### Tâches
1) Dans l'extrait sur le décret relatif au RSA, à quel taux la pente du RSA est-elle fixée ?
2) Poursuivez, s'il vous plaît, l'extrait sur le décret relatif au RSA à partir de l'endroit où il s'arrête.

Les principales innovations se situent dans la suite du décret. Elles concernent notamment l'orientation des bénéficiaires en fonction de leur situation et de leur proximité au regard de l'emploi en milieu ordinaire de travail. Le décret prévoit ainsi que la Caisse nationale d'allocations familiales (Cnaf) et la Caisse centrale de mutualité sociale agricole élaboreront un "référentiel national d'aide à l'orientation", qu'elles proposeront aux départements. Celui-ci n'aura toutefois qu'une valeur indicative et les présidents de conseils généraux resteront maîtres de leur décision d'orientation. De même, le décret intègre les récentes évolutions dans le domaine de la lutte contre la fraude - notamment en matière de prise en compte du train de vie du demandeur ou du bénéficiaire - et d'échanges de données entre organismes sociaux. Les règles relatives à la récupération des indus sont également renforcées, au point de susciter des réserves de la part du Conseil national des politiques de lutte contre la pauvreté et l'exclusion sociale (voir encadré ci-dessous).
Enfin, le décret en Conseil d'Etat précise les modalités d'attribution de l'aide personnalisée de retour à l'emploi (APRE), destinée à couvrir les frais d'un bénéficiaire du RSA qui retrouve un emploi. La répartition des crédits entre Pôle emploi et les opérateurs locaux fera l'objet d'une convention ultérieure.

 

500 euros pour le seuil de ressources professionnelles

Le décret simple apporte, pour sa part, un certain nombre de précisions plus techniques, portant en particulier sur les paramètres de calcul du RSA. Il fixe ainsi - même si ce n'est pas une surprise - le montant forfaitaire du "revenu garanti" à 454,63 euros, soit le montant du RMI au 1er janvier 2009. De même, le décret fixe la pente du RSA à 62% (autrement dit le taux de cumul entre les revenus du travail et l'allocation de RSA). Ce chiffre était bien sûr déjà connu, mais il ne figurait pas dans la loi. Le décret précise également les seuils de ressources applicables aux professions indépendantes : le montant du chiffre d'affaires autorisant à bénéficier du régime d'imposition des micro-entreprises pour les non-salariés non-agricoles, et 5.456 euros de bénéfice annuel (montant modulé selon la composition du foyer) pour les exploitants agricoles (soit douze fois le montant forfaitaire). Le décret précise que le RSA fera l'objet d'une liquidation trimestrielle, mais que les changements de situation seront pris en compte au titre du mois durant lequel ils surviennent.

### Données enregistrées
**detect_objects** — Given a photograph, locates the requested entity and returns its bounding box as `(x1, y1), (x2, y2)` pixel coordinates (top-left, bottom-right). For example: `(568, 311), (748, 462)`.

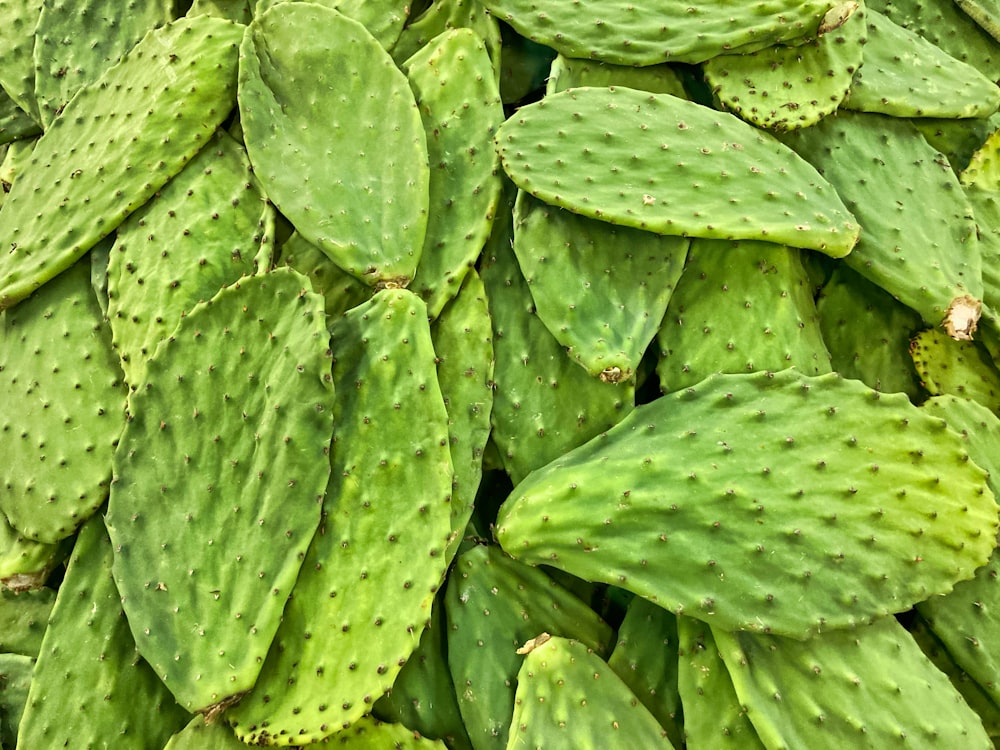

### Réponses fournies
1) Le décret fixe la pente du RSA à 62 %.

2)
En matière d'instruction des demandes, le décret détermine la liste des organismes autorisés, dont les CCAS mais aussi les agences de Pôle emploi (sous réserve que le conseil d'administration de ce dernier en vote le principe). De même, le décret prend soin de préciser que l'instruction du RSA est effectuée à titre gratuit. Autre disposition qui intéressera les départements : le décret précise la liste des dispositions qui doivent figurer dans les conventions passées entre le département et les organismes payeurs (CAF et MSA). Il prévoit que les compétences déléguées aux CAF et aux caisses de MSA qui ne se rattachent pas directement à l'instruction et au service du RSA peuvent donner lieu à une rémunération. Un autre article détermine les obligations respectives des départements, des CAF et des caisses de MSA en matière d'échanges de données.
Très attendu également : l'article qui précise le seuil de ressources professionnelles individuelles définissant le périmètre des droits et des devoirs du bénéficiaire. Le décret fixe ce montant à 500 euros. En deçà de ce seuil, le bénéficiaire sera tenu "de rechercher un emploi, d'entreprendre les démarches nécessaires à la création de sa propre activité ou d'entreprendre les actions nécessaires à une meilleure insertion sociale ou professionnelle".
Enfin, le troisième décret - relatif au statut des personnes accueillies dans des organismes d'accueil communautaire et d'activités solidaires - est beaucoup plus spécialisé, puisqu'il concerne la mise en oeuvre de l'article 17 de la loi du 1er décembre 2008, qui donne un statut aux organismes communautaires comme Emmaüs. Ce troisième décret précise notamment les conditions d'agrément de ces organismes.

 

Jean-Noël Escudié / PCA

 

Références : projets de décrets relatifs à la généralisation du revenu de solidarité active et à la réforme des politiques d'insertion (deux décrets), projet de décret relatif au statut des personnes accueillies dans des organismes d'accueil communautaire et d'activités solidaires.

 

Avis unanimement favorables... sous réserves

Les trois décrets ont recueilli un avis favorable unanime de la part des différentes instances consultées : conseils d'administration de la CNAF et de la Caisse centrale de mutualité sociale agricole, Commission consultative d'évaluation des normes (CCEN) et Conseil national pour l'emploi. Dans son communiqué du 26 février, le haut-commissaire aux solidarités actives contre la pauvreté ne cite cependant pas le Conseil national des politiques de lutte contre la pauvreté et l'exclusion sociale (CNLE). Celui-ci a pourtant rendu, le 18 février, un avis favorable, même si sa portée juridique n'est pas la même que pour les organismes cités ci-dessus (l'avis du CNLE ne figure pas dans les visas des décrets). Cet avis souligne même "la qualité du travail accompli pour aboutir à ces projets de décrets très détaillés et très complets". Mais le CNLE a cependant "exprimé son inquiétude sur trois points, sur lesquels il entend exercer sa vigilance et souhaite qu'un suivi technique de la mise en oeuvre lui soit régulièrement communiqué".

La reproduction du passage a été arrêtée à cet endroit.